# [PROMPT]
How many of the lines below contain the string "nike"? Reply with the number alone.

# [ENTRIES SHOWN]
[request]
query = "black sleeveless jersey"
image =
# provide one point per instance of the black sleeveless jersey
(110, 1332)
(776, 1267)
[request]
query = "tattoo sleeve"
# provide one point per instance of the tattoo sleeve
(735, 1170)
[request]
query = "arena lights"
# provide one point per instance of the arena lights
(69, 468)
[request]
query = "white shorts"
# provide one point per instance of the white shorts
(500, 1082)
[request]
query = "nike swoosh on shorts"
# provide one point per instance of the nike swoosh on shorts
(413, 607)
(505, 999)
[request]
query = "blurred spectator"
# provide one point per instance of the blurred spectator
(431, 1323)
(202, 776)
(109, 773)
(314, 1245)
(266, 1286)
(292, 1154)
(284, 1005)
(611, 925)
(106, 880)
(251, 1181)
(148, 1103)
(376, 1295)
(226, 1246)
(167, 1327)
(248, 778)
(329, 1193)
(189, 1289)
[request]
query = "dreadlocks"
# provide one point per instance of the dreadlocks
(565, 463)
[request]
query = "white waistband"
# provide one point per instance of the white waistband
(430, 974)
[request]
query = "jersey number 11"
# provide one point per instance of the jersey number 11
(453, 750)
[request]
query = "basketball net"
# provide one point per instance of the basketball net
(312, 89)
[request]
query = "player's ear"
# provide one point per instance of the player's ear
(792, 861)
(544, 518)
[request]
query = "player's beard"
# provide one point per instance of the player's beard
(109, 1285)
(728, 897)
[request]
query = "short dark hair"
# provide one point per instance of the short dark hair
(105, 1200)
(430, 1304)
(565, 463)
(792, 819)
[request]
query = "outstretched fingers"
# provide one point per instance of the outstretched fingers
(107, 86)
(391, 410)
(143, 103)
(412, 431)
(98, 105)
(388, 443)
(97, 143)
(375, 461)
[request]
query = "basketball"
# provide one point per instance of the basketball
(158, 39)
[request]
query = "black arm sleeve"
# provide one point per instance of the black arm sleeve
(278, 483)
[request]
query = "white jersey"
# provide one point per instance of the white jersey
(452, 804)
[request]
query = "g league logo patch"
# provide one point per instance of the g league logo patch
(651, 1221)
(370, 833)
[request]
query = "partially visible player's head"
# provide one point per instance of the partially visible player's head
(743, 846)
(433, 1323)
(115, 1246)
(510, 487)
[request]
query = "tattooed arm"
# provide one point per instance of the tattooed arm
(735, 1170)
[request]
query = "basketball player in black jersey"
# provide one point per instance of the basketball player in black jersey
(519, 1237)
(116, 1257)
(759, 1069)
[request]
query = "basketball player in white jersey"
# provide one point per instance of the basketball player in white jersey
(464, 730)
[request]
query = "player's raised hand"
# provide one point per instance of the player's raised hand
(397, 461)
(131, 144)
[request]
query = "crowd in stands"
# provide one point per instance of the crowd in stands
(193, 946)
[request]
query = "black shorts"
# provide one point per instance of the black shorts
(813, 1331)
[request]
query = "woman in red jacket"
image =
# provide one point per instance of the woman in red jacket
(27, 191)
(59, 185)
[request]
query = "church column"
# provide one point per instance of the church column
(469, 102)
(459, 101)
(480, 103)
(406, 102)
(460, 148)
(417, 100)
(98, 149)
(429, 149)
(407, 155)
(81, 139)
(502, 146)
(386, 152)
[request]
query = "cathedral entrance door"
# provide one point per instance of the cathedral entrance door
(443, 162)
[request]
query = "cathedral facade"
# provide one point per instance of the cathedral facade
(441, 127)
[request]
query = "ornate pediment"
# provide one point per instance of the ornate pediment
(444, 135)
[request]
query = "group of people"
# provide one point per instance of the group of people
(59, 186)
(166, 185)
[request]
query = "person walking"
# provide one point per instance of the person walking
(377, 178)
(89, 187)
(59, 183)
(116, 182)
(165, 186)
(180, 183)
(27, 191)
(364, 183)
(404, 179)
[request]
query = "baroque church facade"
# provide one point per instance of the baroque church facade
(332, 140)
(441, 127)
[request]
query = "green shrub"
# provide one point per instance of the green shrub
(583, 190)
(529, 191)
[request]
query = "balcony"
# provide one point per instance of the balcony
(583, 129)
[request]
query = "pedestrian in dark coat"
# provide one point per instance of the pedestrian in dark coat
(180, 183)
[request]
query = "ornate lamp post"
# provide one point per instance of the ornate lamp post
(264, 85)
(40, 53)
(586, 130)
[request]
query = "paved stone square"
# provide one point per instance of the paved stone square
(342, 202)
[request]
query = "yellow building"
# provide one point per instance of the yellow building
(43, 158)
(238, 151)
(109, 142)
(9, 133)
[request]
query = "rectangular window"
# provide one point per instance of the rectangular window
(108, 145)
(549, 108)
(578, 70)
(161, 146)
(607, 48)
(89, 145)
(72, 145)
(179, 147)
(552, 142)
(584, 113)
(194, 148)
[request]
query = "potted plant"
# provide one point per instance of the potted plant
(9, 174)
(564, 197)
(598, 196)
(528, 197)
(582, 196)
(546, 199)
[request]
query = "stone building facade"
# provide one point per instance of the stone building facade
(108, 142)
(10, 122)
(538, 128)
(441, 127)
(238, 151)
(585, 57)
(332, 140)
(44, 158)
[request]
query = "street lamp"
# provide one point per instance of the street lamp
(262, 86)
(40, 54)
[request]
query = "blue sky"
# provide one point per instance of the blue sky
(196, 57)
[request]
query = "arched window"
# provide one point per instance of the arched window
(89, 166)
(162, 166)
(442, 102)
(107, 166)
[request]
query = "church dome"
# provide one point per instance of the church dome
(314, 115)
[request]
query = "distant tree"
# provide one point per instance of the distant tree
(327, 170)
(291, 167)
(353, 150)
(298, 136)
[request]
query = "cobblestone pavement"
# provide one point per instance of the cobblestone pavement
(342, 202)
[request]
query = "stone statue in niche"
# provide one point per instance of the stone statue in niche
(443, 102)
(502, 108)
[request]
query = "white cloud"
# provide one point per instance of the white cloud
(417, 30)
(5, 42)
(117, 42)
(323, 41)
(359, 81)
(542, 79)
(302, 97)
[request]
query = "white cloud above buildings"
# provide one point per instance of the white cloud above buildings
==
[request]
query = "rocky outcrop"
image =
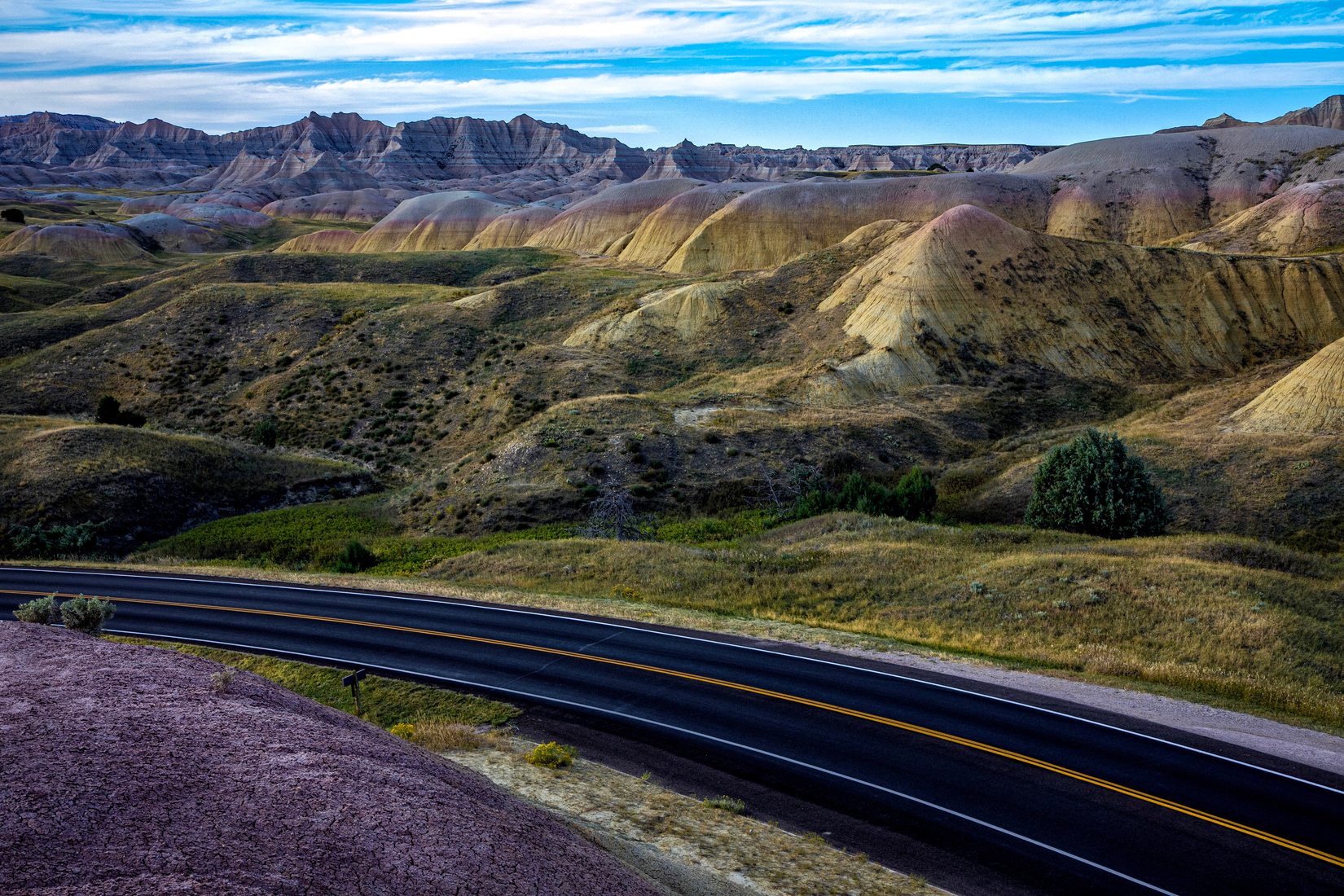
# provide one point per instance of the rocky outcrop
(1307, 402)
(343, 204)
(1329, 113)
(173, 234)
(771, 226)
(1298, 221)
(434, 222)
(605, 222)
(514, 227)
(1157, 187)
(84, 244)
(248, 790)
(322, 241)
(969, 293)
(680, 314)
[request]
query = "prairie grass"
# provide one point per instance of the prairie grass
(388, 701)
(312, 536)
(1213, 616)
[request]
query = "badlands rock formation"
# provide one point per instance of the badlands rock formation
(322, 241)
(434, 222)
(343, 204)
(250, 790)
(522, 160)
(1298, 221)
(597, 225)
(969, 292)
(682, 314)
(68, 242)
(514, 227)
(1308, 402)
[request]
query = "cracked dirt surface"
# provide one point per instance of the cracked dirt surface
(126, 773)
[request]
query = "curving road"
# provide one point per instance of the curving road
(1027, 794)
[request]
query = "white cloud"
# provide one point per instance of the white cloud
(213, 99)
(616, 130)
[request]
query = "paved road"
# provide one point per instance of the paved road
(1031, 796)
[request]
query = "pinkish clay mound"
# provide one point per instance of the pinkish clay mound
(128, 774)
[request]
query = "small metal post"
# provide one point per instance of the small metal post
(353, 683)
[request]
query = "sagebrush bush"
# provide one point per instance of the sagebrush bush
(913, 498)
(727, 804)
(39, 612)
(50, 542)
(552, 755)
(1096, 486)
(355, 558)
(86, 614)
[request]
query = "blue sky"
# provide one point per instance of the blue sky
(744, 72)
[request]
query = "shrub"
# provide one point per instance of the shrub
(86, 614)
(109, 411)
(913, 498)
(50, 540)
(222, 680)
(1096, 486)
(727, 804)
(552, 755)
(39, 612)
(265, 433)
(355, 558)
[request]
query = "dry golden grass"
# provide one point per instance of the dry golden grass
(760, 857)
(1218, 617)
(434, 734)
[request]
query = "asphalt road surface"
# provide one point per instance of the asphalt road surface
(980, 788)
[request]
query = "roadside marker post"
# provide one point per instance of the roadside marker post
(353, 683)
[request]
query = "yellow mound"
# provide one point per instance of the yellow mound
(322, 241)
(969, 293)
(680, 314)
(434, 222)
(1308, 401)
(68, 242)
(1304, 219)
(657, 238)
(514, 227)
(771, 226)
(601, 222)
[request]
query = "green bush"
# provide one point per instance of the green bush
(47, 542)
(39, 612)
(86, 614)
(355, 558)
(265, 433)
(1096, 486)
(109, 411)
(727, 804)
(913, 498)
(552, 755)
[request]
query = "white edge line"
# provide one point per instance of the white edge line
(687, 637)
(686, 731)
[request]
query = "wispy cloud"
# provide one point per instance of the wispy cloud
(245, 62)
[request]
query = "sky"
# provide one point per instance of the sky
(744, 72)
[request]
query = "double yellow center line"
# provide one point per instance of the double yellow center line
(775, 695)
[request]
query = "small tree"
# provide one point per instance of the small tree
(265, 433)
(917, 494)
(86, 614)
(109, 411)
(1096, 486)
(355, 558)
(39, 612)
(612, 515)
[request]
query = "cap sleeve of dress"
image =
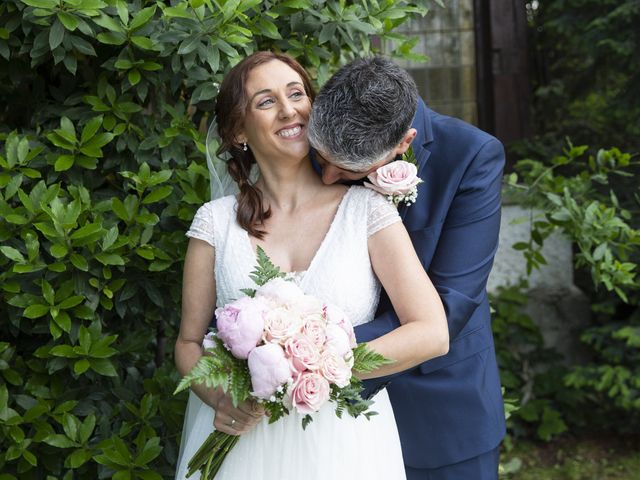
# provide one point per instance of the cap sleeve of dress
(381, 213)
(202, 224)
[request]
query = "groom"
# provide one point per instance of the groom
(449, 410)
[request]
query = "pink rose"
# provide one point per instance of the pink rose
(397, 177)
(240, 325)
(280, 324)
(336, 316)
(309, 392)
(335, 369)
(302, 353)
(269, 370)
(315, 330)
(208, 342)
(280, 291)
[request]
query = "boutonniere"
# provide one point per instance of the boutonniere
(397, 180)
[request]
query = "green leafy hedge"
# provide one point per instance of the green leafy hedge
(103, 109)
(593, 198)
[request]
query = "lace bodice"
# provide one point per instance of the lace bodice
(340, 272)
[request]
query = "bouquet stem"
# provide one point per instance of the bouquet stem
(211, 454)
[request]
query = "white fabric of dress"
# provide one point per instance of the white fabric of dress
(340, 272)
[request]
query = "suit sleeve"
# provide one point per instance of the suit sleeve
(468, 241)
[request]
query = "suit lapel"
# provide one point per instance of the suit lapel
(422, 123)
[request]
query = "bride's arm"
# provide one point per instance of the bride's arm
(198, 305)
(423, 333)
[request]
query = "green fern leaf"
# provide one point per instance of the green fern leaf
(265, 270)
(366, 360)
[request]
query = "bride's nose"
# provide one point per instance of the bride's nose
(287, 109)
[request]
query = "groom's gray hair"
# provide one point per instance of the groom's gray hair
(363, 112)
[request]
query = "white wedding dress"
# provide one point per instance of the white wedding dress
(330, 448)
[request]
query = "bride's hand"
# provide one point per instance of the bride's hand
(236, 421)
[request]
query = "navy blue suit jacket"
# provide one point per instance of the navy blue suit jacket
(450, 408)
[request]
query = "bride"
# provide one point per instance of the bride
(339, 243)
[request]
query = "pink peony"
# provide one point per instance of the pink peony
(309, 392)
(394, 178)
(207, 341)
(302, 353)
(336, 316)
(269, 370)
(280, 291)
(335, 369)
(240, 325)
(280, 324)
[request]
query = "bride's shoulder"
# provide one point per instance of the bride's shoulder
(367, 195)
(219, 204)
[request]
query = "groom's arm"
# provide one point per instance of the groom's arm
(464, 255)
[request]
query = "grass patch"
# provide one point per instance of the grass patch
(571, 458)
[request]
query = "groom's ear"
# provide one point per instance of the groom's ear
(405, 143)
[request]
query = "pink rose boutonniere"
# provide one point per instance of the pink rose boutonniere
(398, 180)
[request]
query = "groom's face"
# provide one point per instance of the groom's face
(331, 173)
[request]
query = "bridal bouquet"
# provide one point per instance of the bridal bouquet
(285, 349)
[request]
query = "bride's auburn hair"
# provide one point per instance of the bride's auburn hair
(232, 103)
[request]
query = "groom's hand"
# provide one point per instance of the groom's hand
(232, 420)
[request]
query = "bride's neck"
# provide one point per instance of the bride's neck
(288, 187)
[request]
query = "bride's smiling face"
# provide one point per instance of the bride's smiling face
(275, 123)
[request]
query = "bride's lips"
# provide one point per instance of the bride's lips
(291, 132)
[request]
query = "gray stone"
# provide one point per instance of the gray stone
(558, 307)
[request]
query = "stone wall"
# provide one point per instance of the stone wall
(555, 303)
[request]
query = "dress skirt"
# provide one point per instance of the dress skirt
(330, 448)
...
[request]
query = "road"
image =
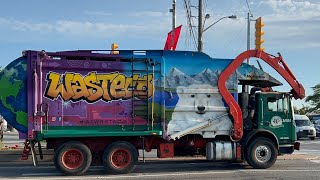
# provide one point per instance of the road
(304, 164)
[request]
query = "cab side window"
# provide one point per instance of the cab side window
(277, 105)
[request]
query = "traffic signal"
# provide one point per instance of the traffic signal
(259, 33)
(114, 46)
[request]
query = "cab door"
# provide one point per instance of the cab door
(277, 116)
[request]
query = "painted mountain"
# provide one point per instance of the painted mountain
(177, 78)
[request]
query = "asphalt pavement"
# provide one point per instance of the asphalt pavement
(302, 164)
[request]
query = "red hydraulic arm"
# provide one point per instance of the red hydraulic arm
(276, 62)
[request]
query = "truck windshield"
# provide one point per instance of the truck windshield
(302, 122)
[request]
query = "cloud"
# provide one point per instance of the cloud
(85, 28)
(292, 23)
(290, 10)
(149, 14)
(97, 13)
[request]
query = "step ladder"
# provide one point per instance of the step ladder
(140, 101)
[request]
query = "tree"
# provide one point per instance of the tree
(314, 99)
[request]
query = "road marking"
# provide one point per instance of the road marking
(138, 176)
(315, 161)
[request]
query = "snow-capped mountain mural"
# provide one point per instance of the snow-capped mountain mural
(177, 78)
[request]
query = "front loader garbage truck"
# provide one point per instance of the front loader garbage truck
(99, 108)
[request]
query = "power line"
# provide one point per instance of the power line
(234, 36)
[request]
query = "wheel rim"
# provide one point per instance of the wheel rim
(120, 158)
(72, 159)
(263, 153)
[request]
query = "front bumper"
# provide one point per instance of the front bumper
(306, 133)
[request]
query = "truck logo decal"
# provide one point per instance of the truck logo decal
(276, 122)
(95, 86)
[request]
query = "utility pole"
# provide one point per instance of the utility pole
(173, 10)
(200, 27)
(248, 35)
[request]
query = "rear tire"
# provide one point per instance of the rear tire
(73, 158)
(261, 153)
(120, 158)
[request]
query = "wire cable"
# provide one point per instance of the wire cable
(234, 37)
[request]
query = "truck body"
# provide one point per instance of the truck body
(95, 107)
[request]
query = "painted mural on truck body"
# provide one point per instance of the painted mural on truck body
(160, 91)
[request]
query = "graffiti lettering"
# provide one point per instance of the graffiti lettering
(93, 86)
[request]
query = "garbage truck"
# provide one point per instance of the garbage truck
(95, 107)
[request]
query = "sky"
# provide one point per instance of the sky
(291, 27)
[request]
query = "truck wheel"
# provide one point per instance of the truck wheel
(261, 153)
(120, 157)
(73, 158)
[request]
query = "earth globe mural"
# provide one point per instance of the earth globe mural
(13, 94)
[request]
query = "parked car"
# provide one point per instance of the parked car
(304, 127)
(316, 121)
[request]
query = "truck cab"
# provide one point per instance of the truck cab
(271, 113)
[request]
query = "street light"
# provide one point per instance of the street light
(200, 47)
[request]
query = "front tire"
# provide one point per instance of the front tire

# [EXERCISE RESPONSE]
2